Given passage
* BEGIN *

Charlus returns to the topic of Morel and his refusal to reconcile with him unless Morel makes the first move. And here the narrator jumps ahead to tell of an encounter with Morel "two or three years after the evening on which I walked down the boulevards with M. de Charlus," when the narrator urges Morel to make the move toward reconciliation with the aging Charlus and is told, "Good Lord, yes, I know how kind he is! And how considerate, and honest. But leave me alone, don't talk to me about it any more, I beg you. It makes me ashamed to say it, but I am afraid." And then, after Charlus's death, the narrator receives a letter that Charlus had left for him to be opened postmortem, in which he reveals that he is thankful that Morel didn't come to see him because he "had decided to kill him."

* END *

Challenges
a) In the passage about Charlus and Morel, what does Charlus's posthumous letter say he had decided to do to Morel?
b) Quote the rows word for word, starting with the line that contains "of the wooden" and running through the end of the rows, inclusive.

[Spatial annotation rows]
* BEGIN *

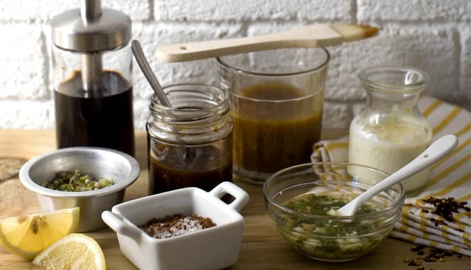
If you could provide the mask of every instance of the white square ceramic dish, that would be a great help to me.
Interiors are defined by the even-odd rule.
[[[229,204],[221,198],[234,198]],[[249,195],[224,182],[206,192],[187,188],[133,200],[104,211],[102,217],[117,232],[121,252],[141,269],[221,269],[234,264],[244,230],[239,213]],[[175,214],[210,217],[216,226],[166,239],[155,239],[138,226]]]

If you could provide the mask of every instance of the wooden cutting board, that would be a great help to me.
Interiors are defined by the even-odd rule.
[[[325,132],[328,138],[345,135],[345,131]],[[141,166],[138,180],[126,189],[125,200],[147,194],[146,139],[144,131],[136,131],[136,158]],[[25,159],[55,148],[53,130],[0,129],[0,157],[14,156]],[[265,211],[261,187],[238,180],[234,183],[250,195],[250,201],[241,213],[245,220],[242,243],[236,264],[229,269],[404,269],[408,266],[404,258],[414,259],[413,244],[388,238],[372,253],[352,262],[325,263],[309,259],[295,252],[283,239]],[[0,218],[40,212],[36,198],[23,188],[17,177],[0,181]],[[121,252],[115,233],[103,229],[87,233],[98,242],[110,270],[136,269]],[[445,262],[426,263],[423,266],[434,270],[467,270],[469,257],[447,257]],[[36,269],[31,261],[13,255],[0,246],[0,269]]]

* END *

Task-by-task answers
a) He had decided to kill him.

b)
If you could provide the mask of every instance of the wooden cutting board, that would be a great help to me.
Interiors are defined by the even-odd rule.
[[[325,132],[328,138],[345,135],[345,131]],[[141,166],[138,180],[126,189],[125,200],[147,194],[146,139],[144,131],[136,131],[136,158]],[[25,159],[55,148],[53,130],[0,129],[0,157],[14,156]],[[265,211],[261,187],[238,180],[234,183],[250,195],[250,201],[241,213],[245,220],[242,243],[236,264],[229,269],[404,269],[408,266],[404,258],[414,259],[413,244],[388,238],[372,253],[352,262],[325,263],[309,259],[295,252],[283,239]],[[0,218],[40,212],[36,198],[23,188],[17,177],[0,181]],[[121,252],[115,233],[103,229],[87,233],[98,242],[110,270],[136,269]],[[445,262],[426,263],[423,266],[434,270],[467,270],[469,257],[447,257]],[[36,269],[31,261],[13,255],[0,246],[0,269]]]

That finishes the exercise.